Goal
Copy out everything in the material from the line containing "The next step requires clicking the tree." down to the line containing "[0,190,240,314]", with "distant" changed to "far-off" and nothing else altered.

#####

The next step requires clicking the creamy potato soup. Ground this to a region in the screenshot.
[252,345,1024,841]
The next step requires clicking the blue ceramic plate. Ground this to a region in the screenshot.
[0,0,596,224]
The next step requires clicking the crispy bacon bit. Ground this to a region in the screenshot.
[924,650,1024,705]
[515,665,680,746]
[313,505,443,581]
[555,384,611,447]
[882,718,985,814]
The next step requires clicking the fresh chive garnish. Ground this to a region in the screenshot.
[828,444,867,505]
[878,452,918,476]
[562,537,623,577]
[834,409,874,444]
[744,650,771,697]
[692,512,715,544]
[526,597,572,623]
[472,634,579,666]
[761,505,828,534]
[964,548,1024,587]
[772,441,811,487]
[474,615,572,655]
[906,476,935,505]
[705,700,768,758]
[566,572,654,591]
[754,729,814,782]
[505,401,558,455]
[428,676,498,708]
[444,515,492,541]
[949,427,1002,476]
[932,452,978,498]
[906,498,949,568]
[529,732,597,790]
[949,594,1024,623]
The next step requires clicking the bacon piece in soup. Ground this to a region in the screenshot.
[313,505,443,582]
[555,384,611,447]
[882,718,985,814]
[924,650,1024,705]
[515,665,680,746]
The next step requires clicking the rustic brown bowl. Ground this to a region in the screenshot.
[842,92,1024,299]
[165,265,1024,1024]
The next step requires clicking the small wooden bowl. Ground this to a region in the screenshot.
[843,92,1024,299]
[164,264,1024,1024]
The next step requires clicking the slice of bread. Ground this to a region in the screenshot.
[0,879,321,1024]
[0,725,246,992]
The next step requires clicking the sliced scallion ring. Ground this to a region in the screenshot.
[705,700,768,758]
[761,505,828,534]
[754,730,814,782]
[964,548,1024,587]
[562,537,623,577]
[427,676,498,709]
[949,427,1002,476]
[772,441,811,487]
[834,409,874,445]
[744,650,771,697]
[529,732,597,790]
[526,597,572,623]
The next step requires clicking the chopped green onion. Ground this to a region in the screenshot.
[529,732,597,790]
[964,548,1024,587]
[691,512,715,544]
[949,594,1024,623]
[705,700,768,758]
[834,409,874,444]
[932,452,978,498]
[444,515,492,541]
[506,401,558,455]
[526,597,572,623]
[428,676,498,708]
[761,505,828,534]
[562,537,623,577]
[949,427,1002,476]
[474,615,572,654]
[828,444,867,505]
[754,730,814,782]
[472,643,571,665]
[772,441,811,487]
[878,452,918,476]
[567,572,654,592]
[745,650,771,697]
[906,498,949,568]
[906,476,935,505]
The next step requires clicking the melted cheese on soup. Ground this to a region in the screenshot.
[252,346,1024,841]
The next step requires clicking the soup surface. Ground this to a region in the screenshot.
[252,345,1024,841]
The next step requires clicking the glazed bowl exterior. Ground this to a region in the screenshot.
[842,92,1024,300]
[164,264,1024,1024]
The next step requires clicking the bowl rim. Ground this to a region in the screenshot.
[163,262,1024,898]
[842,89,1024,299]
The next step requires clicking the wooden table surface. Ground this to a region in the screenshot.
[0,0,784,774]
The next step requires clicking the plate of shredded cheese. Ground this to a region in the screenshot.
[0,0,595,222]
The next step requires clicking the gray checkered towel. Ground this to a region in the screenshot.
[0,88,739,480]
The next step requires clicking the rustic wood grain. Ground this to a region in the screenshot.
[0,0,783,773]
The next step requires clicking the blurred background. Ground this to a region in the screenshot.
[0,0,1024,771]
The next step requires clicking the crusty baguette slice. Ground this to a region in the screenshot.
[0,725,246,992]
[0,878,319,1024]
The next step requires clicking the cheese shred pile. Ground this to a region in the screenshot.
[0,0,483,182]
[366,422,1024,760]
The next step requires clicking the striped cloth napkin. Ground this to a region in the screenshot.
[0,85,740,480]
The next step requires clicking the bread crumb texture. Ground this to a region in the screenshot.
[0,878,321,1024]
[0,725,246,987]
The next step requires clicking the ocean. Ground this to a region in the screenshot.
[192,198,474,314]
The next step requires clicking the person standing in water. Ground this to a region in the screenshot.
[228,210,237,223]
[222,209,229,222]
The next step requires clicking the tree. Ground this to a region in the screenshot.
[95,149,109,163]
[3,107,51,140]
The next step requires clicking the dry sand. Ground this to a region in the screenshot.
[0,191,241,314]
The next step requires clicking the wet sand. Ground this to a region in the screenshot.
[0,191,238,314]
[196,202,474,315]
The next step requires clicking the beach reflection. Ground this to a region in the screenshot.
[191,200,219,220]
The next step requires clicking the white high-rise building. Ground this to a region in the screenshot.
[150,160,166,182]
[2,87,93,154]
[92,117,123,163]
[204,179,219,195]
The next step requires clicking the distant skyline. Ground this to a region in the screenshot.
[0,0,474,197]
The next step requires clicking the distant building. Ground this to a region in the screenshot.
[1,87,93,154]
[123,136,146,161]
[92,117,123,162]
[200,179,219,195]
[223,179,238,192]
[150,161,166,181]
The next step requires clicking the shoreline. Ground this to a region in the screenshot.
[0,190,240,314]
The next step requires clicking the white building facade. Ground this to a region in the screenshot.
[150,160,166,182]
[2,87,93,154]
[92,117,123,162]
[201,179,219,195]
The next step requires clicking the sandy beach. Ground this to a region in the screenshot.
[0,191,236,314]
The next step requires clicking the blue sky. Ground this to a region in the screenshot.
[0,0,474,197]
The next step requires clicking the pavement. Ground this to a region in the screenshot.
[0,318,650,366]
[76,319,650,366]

#####

Written solution
The next step requires clicking the tree. Ground this to a region in the screenshot.
[95,149,109,163]
[3,107,51,140]
The next step requires clicking the dry sand. Ground this to a region in the screenshot.
[0,191,241,314]
The next step requires clicking the wet sand. Ground this to a region in the screenshot.
[0,191,238,314]
[196,202,474,315]
The next step requires clicking the beach reflection. Ground this to a region in the screenshot.
[191,200,219,220]
The next step requires clicking the white high-rise building. Ground this to a region in the screenshot.
[150,160,166,182]
[2,87,93,154]
[92,117,123,163]
[204,179,219,195]
The next step requires clicking the far-off skyline. Ground this to a region in the screenshot.
[0,0,474,197]
The next step requires clicking the far-off building. Ground this to a region in the screenshot.
[1,87,93,154]
[123,136,146,161]
[92,117,123,162]
[200,179,219,195]
[223,179,238,192]
[150,161,166,181]
The next step requires clicking the shoreline. Ground this to a region in the screenshot.
[0,190,240,314]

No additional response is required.